**Aim of the task**
Take every line from the material that has the word "gate" in it.
- - -
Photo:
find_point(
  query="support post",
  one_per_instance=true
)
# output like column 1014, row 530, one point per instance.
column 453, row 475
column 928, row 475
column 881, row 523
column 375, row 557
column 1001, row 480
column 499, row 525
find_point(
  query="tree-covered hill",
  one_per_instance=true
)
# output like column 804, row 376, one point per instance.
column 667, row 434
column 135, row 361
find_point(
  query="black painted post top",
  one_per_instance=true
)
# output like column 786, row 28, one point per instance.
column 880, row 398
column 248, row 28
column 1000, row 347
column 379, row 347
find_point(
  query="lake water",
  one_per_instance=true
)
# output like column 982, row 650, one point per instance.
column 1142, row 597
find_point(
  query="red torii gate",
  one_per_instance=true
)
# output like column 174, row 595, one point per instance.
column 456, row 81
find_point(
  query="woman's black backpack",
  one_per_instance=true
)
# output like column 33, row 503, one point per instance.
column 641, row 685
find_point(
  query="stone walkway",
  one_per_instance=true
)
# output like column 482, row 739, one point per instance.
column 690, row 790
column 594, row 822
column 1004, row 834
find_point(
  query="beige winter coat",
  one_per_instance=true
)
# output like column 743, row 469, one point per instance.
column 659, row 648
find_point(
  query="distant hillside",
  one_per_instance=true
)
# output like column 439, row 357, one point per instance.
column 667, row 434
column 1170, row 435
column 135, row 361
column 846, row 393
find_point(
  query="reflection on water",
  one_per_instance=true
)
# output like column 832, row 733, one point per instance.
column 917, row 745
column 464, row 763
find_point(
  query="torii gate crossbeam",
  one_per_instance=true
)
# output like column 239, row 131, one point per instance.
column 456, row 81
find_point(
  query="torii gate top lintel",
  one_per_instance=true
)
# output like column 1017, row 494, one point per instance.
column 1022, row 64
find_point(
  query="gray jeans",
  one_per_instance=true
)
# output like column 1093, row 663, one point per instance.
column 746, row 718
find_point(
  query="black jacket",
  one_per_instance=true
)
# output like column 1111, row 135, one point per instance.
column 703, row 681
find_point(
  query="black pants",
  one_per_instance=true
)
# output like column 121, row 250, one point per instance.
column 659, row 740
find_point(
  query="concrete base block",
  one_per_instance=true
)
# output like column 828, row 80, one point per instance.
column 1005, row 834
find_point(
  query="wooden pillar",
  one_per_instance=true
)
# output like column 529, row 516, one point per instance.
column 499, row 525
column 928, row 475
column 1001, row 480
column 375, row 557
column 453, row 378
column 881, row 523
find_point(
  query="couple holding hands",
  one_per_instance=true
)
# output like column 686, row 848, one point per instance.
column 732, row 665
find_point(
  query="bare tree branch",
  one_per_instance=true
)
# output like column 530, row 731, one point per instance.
- - -
**Response**
  query="red torii gate",
  query="torii gate crossbeam",
  query="torii gate top lintel",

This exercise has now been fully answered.